▸ DIRECTIONS FOR THIS TASK:
Line by line, please look for the word "below" in the following records, then copy each line you find it in.

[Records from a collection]
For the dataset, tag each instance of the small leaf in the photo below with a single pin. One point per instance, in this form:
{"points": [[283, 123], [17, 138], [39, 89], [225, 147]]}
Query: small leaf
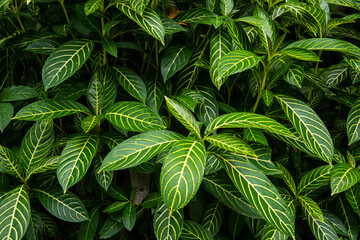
{"points": [[139, 149], [174, 59], [182, 173], [132, 83], [343, 177], [168, 225], [49, 109], [133, 116], [64, 61], [75, 159], [14, 214], [67, 207]]}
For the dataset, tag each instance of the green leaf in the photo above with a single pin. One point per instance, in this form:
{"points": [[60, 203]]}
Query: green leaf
{"points": [[104, 178], [237, 61], [37, 144], [247, 120], [314, 179], [259, 192], [311, 207], [138, 149], [309, 126], [75, 159], [88, 229], [90, 122], [174, 59], [182, 173], [295, 75], [49, 109], [16, 93], [184, 116], [353, 197], [10, 163], [67, 207], [64, 61], [192, 230], [91, 6], [213, 218], [149, 21], [223, 189], [220, 44], [168, 225], [115, 207], [132, 83], [231, 143], [133, 116], [353, 123], [14, 214], [343, 177], [300, 54], [6, 113]]}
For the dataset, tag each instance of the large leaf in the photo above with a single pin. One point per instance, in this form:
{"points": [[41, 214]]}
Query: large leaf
{"points": [[14, 214], [75, 159], [259, 192], [131, 82], [36, 144], [237, 61], [133, 116], [343, 177], [247, 120], [182, 172], [138, 149], [220, 44], [174, 59], [168, 225], [184, 116], [149, 20], [64, 61], [192, 230], [49, 109], [314, 179], [310, 127], [353, 123], [67, 207]]}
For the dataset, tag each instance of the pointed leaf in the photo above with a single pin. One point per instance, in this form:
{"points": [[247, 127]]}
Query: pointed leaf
{"points": [[67, 207], [139, 149], [183, 115], [75, 159], [309, 126], [131, 82], [343, 177], [14, 214], [247, 120], [133, 116], [174, 59], [64, 61], [168, 225], [49, 109], [260, 192], [182, 173]]}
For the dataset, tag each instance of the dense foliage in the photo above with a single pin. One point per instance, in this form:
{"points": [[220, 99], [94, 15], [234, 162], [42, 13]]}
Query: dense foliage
{"points": [[206, 119]]}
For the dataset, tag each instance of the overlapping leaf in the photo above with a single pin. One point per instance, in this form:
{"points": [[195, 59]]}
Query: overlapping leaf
{"points": [[310, 127], [139, 149], [182, 173], [67, 207], [49, 109], [75, 159], [14, 214], [64, 61], [133, 116], [168, 225]]}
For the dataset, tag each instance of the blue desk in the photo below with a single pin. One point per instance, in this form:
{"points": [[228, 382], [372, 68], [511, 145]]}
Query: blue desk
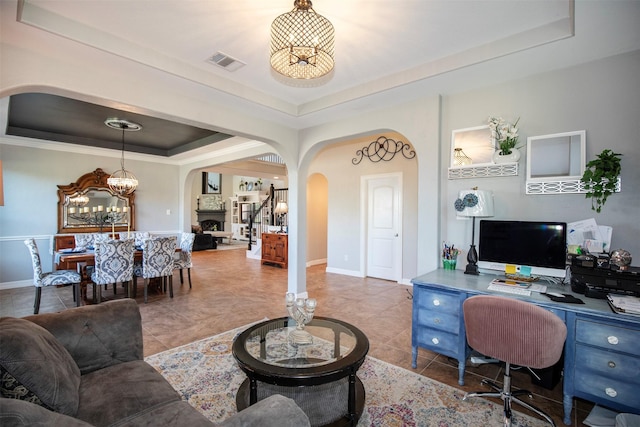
{"points": [[601, 355]]}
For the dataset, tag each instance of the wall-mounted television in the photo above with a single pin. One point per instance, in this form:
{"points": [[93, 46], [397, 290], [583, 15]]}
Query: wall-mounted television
{"points": [[542, 246]]}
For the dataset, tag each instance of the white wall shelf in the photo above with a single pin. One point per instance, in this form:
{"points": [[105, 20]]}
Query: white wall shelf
{"points": [[484, 171], [561, 187]]}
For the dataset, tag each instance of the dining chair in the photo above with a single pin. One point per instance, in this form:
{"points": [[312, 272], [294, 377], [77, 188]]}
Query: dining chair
{"points": [[184, 256], [113, 264], [59, 277], [517, 333], [138, 236], [157, 262]]}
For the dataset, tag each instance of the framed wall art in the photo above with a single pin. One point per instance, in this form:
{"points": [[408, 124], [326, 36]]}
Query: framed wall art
{"points": [[211, 183]]}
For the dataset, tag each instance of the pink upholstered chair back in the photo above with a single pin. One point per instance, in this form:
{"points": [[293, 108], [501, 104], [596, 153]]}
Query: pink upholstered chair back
{"points": [[514, 331]]}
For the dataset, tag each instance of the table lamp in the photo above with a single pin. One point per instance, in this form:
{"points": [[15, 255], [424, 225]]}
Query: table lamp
{"points": [[475, 204]]}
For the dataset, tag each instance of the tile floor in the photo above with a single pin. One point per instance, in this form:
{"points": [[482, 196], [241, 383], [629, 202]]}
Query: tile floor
{"points": [[230, 290]]}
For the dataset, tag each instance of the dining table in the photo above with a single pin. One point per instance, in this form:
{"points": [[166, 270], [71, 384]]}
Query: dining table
{"points": [[79, 259]]}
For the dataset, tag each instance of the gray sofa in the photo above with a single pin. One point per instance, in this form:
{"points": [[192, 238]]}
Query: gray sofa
{"points": [[84, 366]]}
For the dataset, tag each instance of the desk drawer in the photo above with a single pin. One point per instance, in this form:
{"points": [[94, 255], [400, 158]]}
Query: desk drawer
{"points": [[613, 365], [608, 336], [606, 391], [436, 301], [436, 319], [438, 341]]}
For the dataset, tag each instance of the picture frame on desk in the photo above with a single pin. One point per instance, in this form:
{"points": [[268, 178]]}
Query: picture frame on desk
{"points": [[211, 183]]}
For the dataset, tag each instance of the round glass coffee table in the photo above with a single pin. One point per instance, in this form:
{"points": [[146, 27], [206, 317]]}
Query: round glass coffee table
{"points": [[320, 377]]}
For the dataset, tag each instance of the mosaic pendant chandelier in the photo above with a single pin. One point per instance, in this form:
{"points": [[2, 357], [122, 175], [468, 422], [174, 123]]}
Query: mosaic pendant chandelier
{"points": [[302, 43], [122, 181]]}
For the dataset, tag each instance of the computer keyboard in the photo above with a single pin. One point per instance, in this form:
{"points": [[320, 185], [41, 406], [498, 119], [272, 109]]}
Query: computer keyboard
{"points": [[509, 289]]}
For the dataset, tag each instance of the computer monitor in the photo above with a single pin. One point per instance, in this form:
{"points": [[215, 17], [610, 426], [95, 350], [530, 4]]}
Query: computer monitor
{"points": [[535, 244]]}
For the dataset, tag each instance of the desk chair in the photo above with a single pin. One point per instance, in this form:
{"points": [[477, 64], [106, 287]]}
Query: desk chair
{"points": [[184, 256], [515, 332], [113, 263], [59, 277]]}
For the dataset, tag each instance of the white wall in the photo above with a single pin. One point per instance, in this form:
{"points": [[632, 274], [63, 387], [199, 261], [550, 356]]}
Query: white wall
{"points": [[344, 242]]}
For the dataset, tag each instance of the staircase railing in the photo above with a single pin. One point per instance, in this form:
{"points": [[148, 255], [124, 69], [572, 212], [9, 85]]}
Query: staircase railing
{"points": [[263, 216]]}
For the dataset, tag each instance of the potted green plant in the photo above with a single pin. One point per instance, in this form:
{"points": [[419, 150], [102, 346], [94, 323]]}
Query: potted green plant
{"points": [[600, 178]]}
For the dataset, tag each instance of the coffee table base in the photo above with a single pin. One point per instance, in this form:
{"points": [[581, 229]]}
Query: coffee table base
{"points": [[325, 404]]}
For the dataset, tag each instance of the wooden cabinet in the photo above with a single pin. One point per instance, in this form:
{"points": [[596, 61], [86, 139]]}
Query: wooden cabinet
{"points": [[275, 248]]}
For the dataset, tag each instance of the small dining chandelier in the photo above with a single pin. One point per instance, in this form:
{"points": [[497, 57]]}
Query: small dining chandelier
{"points": [[302, 43], [122, 181]]}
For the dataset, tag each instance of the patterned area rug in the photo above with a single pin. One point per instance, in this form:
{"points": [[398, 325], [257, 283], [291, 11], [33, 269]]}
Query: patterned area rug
{"points": [[206, 375]]}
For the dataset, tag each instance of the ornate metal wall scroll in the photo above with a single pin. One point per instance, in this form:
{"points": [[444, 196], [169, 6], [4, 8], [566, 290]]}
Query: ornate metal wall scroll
{"points": [[384, 149]]}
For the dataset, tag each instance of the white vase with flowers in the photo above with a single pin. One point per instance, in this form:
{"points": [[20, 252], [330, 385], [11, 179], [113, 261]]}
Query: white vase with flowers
{"points": [[506, 137]]}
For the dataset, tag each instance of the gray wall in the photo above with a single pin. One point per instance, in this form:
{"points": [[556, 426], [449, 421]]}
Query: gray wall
{"points": [[602, 98], [31, 177]]}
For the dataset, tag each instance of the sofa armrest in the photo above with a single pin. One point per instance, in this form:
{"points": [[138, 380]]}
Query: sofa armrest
{"points": [[97, 336], [274, 411], [15, 413]]}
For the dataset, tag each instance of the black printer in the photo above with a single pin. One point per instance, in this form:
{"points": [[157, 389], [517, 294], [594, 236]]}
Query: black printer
{"points": [[597, 282]]}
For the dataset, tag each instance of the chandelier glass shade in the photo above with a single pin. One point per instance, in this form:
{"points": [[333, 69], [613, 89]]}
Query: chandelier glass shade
{"points": [[302, 43], [122, 181]]}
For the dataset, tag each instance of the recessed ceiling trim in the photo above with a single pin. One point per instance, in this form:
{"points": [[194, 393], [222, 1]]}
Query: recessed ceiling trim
{"points": [[42, 19], [552, 32], [33, 15]]}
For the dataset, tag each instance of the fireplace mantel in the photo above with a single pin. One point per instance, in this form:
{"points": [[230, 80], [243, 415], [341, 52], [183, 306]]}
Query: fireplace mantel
{"points": [[211, 217]]}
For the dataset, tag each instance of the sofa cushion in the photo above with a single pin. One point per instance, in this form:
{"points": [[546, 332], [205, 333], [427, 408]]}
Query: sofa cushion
{"points": [[173, 414], [16, 413], [121, 392], [36, 360]]}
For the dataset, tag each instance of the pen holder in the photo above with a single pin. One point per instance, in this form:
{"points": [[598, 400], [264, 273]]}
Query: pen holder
{"points": [[449, 264]]}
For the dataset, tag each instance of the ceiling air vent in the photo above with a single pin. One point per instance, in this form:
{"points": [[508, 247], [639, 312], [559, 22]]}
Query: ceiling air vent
{"points": [[225, 61]]}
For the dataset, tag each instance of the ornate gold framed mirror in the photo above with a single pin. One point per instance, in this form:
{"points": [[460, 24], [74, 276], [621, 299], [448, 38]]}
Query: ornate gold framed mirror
{"points": [[89, 205]]}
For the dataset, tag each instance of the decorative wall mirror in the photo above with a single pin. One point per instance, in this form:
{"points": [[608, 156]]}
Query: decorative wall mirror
{"points": [[89, 205], [556, 162], [472, 155]]}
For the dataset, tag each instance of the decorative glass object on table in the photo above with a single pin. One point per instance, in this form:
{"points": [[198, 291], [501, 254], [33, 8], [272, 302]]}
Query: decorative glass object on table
{"points": [[301, 310]]}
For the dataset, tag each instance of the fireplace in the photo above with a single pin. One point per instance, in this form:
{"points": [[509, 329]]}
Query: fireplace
{"points": [[211, 220], [212, 225]]}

▸ RESULT:
For the dataset, tag each instance of the small leaf in the photo below with a single pin. One point per instance, in this form:
For the dataset, tag each instance of the blue desk in the photo below with a single pin. One point per instance, in this form:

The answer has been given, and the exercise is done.